Both GOOGLE_API_KEY and GEMINI_API_KEY are set. Using GOOGLE_API_KEY.


### Defining the Scorers

To evaluate agent tool usage of a ReAct agent, we designed three LLM-based scorers focused on different aspects:

- **Parameter Selection:** Measures the agent's accuracy in providing correct parameters when invoking selected tools. It evaluates whether all required parameters are included, parameter names and types match the tool signature, and no invalid or extraneous parameters are passed.

- **Tool Selection:** Measures the agent's ability to identify and select the most appropriate tool(s) for accomplishing the given task. It evaluates whether the chosen tool matches the task requirements, if tools were used when necessary, and if irrelevant tools were avoided.

- **Tool Calling:** Measures the complete correctness of tool invocation by combining both tool selection and parameter accuracy. It evaluates whether the agent made the right tool call with correct parameters, representing end-to-end tool usage effectiveness.

In [12]:
from textwrap import dedent
from pydantic import BaseModel, Field
import weave
from weave.scorers.scorer_types import LLMScorer
from typing import Dict
from llama_index.core.agent.workflow import AgentInput


class ParameterSelectionCorrectnessResponse(BaseModel):
    score: float = Field(
        description=dedent(
            """
        A float score indicating correctness of tool parameter usage:
        - 1.0 = All tool calls were valid and used correct parameters.
        - 0.0 = No tool calls were made by the assistant.
        - -1.0 = At least one tool call was made, but with missing, incorrect, or invalid parameters.
        """
        ).strip()
    )


class ParameterSelectionCorrectnessScorer(LLMScorer):
    name: str = "parameter_selection_correctness"

⁂

Carry on the text about scorers for agent tool usage from the point where it stops.

Supplied material:
⁂

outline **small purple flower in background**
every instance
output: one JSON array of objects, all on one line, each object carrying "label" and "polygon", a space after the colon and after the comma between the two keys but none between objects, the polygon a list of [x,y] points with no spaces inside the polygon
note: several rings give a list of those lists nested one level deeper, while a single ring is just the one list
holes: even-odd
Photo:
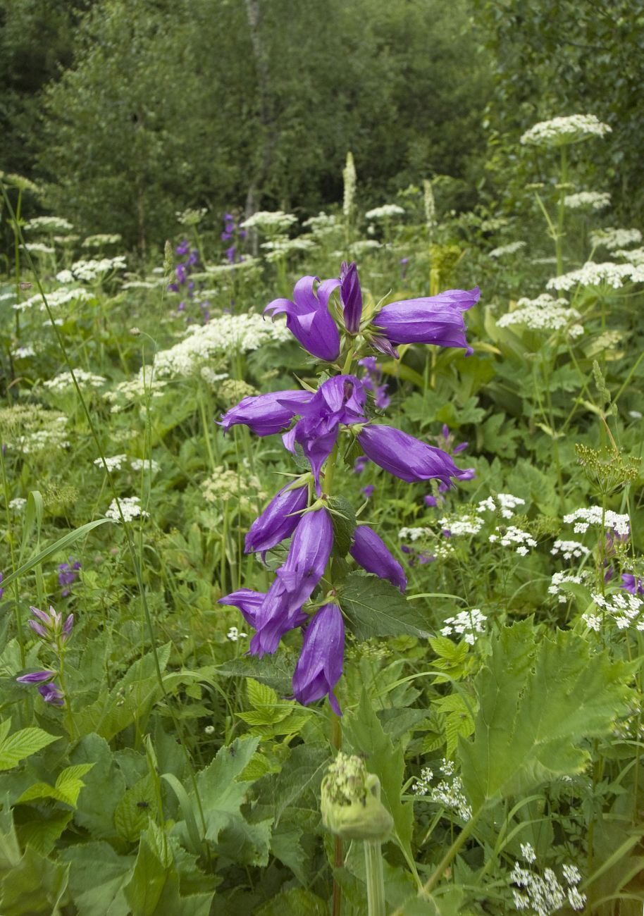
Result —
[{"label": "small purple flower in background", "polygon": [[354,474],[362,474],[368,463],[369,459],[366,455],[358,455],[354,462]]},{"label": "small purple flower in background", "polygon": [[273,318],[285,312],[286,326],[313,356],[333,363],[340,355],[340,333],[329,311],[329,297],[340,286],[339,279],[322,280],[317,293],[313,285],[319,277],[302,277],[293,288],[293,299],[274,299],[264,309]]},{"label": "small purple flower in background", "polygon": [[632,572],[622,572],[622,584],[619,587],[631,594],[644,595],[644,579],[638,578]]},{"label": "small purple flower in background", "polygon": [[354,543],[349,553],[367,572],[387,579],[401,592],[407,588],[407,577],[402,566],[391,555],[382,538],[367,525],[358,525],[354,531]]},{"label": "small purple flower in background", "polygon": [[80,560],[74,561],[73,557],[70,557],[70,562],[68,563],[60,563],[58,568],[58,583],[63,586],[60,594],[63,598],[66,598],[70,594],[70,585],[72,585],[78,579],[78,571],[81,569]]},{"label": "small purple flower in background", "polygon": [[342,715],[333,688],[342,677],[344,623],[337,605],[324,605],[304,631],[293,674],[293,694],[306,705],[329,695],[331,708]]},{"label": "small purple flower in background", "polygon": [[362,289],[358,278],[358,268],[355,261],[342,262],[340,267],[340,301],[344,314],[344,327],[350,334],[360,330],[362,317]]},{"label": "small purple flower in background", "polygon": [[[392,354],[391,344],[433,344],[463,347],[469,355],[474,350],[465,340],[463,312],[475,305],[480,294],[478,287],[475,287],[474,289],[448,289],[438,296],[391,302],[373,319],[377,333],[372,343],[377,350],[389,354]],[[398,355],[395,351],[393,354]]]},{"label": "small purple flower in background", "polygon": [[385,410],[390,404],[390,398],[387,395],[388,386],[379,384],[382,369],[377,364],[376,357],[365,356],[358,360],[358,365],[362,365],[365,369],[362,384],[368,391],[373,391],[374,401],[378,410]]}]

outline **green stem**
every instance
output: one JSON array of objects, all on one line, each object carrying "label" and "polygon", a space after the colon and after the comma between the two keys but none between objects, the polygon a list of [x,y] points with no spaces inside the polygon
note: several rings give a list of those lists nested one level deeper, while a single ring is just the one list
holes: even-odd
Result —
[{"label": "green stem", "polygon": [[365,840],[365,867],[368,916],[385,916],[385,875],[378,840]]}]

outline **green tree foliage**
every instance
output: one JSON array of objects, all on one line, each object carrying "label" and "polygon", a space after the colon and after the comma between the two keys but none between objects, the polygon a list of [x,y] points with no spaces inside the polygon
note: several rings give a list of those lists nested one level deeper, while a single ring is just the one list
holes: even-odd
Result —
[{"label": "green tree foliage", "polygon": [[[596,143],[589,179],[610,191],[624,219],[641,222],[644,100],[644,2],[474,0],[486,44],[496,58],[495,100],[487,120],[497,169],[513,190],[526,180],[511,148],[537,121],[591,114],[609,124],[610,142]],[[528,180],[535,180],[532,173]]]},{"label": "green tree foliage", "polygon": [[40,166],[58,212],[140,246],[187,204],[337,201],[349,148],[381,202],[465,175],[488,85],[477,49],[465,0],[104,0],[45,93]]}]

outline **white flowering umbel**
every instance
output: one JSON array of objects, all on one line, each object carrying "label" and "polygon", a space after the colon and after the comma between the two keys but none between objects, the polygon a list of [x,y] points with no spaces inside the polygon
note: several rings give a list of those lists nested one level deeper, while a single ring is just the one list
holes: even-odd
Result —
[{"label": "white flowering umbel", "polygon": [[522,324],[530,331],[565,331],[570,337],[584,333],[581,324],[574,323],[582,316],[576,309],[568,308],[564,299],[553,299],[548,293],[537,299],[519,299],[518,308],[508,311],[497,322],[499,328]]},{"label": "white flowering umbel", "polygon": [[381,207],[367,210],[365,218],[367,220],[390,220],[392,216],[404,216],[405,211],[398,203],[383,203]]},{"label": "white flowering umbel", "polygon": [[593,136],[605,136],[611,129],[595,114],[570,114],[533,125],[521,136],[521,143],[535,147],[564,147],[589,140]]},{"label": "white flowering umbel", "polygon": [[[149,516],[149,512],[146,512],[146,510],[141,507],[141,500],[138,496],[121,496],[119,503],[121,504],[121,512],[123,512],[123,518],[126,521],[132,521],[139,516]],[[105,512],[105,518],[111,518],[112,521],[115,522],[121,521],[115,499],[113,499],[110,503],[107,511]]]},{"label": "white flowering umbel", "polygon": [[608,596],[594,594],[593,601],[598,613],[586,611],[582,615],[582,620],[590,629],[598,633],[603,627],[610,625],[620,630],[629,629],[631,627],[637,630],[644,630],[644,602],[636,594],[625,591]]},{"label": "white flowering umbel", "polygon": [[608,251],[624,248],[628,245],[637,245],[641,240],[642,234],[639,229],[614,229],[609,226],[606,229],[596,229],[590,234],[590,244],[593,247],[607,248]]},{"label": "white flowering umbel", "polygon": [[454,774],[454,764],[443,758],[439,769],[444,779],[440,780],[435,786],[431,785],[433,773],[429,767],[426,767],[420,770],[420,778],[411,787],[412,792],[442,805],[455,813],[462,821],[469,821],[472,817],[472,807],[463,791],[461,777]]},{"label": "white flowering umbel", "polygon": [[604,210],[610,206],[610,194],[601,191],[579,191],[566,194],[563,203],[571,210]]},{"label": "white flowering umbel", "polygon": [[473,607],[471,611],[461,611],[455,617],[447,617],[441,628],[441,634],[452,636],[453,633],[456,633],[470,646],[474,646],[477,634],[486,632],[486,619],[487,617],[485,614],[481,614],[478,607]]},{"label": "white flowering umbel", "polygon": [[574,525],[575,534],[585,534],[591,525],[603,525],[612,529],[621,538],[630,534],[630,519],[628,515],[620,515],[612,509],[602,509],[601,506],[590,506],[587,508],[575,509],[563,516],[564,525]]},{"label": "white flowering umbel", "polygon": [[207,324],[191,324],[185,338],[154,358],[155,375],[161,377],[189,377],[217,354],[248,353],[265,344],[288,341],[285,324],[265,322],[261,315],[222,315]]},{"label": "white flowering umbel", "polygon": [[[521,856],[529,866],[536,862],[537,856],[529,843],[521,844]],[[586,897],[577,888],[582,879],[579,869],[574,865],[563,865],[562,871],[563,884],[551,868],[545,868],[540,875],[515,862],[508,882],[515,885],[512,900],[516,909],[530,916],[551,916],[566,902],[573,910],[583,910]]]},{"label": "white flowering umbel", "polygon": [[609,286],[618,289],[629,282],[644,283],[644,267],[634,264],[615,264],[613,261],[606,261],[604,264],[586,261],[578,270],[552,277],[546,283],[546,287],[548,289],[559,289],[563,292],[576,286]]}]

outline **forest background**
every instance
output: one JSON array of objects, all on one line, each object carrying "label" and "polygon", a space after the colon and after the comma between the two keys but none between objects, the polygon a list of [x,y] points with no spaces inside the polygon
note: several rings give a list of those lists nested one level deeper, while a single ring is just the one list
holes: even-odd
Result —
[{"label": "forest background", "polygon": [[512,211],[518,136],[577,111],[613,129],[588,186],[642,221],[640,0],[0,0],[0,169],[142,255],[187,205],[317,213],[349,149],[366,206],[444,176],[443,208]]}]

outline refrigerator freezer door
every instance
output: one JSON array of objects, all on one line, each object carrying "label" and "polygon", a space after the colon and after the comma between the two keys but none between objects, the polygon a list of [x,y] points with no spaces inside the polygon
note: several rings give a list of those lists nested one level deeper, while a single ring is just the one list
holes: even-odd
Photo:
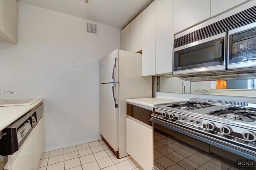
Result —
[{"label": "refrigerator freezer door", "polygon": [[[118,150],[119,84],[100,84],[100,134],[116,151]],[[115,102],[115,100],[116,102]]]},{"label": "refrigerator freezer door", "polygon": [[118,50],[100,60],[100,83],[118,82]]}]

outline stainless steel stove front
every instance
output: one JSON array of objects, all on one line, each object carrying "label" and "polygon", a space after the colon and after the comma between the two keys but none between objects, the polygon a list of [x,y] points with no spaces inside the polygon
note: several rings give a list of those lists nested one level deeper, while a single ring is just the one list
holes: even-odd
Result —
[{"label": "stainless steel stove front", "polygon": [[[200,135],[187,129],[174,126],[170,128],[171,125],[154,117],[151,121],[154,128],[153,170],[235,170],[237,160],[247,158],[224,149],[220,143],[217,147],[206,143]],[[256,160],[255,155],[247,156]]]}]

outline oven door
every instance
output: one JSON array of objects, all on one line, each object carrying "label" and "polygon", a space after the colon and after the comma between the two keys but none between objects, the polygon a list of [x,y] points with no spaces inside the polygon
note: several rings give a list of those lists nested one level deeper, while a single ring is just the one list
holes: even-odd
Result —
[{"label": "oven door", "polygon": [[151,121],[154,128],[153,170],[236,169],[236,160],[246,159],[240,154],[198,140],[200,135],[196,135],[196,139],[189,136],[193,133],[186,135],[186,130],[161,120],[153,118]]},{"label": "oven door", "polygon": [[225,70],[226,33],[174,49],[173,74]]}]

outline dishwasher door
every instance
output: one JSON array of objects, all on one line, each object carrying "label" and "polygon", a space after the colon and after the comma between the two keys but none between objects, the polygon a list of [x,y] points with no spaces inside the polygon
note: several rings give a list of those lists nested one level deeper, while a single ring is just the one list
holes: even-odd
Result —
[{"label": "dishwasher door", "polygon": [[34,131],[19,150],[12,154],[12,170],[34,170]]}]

⁂

Exercise output:
    prompt_template: str = dedent(
        """
        You are designed to **evaluate whether tools were correctly used** in a conversation between an assistant and a user.

        ## Tools
        You have access to a list of tools and their function signatures. Your task is NOT to call them, but to inspect whether the assistant **previously called these tools correctly**, based on the function signature.

        You must check:
        - Whether the assistant used only tools listed in the available tools.
        - Whether required parameters were correctly included.
        - Whether no extra or invalid parameters were used.
        - Whether parameters follow the correct types or structure.

        ## Output Format
        You must respond with **only one** of the following three values:
        - "1.0" → All tool calls were valid and used correct parameters.
        - "0.0" → No tool calls were made by the assistant.
        - "-1.0" → At least one tool call was made, but with missing, incorrect, or invalid parameters.

        Do not include any other explanation, justification, or text in your output.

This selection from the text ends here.